**TRABAJO REQUERIDO:**
¿Puedes repetir al pie de la letra el pasaje del texto sobre Catherine Scorsese que va de "Cuando falleció en" a "en la mano."?

Cuando falleció en 1997 a los 84 años, Catherine Scorsese no era ya la mujer anónima, orgullosa esposa y madre italoameriana que había sido durante toda su vida. Una legión de admiradores del cine de su hijo Martin podía reconocerla en cualquier parte gracias a los pequeños pero entrañables papeles que había interpretado en varias de sus películas (o en otras de buenos amigos como Francis Ford Coppola). Y en la mayoría de los casos, aparecía con un delantal y un cucharón en la mano.
Y es que, aunque Martin Scorsese nació (en 1942) en el barrio neoyorquino de Queens, durante toda su vida vivió inmerso en la tradición italiana que sus antepasasdos habían traído consigo desde Sicilia, cuando decidieron poner rumbo a la tierra prometida que suponía la floreciente América de comienzos del siglo XX. Se estima que, entre 1880 y 1920, alrededor cinco millones de italianos llegaron a Estados Unidos, la mayoría procedente del sur del país mediterráneo. Y entre las muchas rutinas, costumbres y ceremonias que se propusieron conservar para no perder la esencia de sus raíces, sin duda fue la cocina el legado que más y mejor apostaron por conservar toda esa generación de inmigrantes europeos. Sentada toda la familia alrededor de la mesa, había momentos, como la comida del domingo, que resultaban sagrados, imprescindibles para conservar esa esencia de los recuerdos de ‘casa’. Lo curioso, por otro lado, es que la dificultad por conseguir en Nueva York muchos de los ingredientes genuinos italianos, terminó dando lugar a una cocina muy particular: la italoamericana. Los espaguetis boloñesa son pura Italia, los espaguetis con albóndigas, sin embargo, nacieron a orillas del East River.
Hija de inmigrantes sicilianos, Catherine Scorsese nació en el barrio de Little Italy, donde conoció a su marido, y trabajó en un negocio de ropa mientras crió a sus dos hijos, Frank y Martin. En este sentido, la señora Scorsese era un ejemplo modélico de mamma italoamericana que procuraba mantener la tradición gastronómica que heredó de sus mayores sin negarse a actualizar o innovar con algunas recetas para adaptarlas
a las nuevas circunstancias. Y toda esa experiencia quedó plasmada, un año antes de su muerte por Alzheimer, en Italoamericanos. El libro de cocina de la familia Scorsese (publicado en España por el sello malagueño Confluencias y con traducción al castellano del poeta Javier Aguado). En esta obra, la señora Sorsese combina un puñado de recetas aprendidas de su madre y su suegra con recuerdos y reflexiones sobre la vida de la comunidad italoamericana en el barrio neoyorquino de Little Italy, hoy básicamente reducido a una calle consumida por el turismo.

**LÍNEAS PROPORCIONADAS:**
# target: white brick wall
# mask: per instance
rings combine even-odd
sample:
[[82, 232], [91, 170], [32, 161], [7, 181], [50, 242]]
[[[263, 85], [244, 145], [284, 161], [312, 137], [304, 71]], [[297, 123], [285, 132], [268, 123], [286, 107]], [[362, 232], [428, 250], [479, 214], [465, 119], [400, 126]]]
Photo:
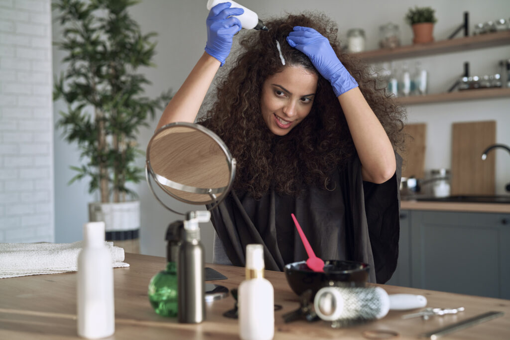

**RESPUESTA FINAL:**
Cuando falleció en 1997 a los 84 años, Catherine Scorsese no era ya la mujer anónima, orgullosa esposa y madre italoameriana que había sido durante toda su vida. Una legión de admiradores del cine de su hijo Martin podía reconocerla en cualquier parte gracias a los pequeños pero entrañables papeles que había interpretado en varias de sus películas (o en otras de buenos amigos como Francis Ford Coppola). Y en la mayoría de los casos, aparecía con un delantal y un cucharón en la mano.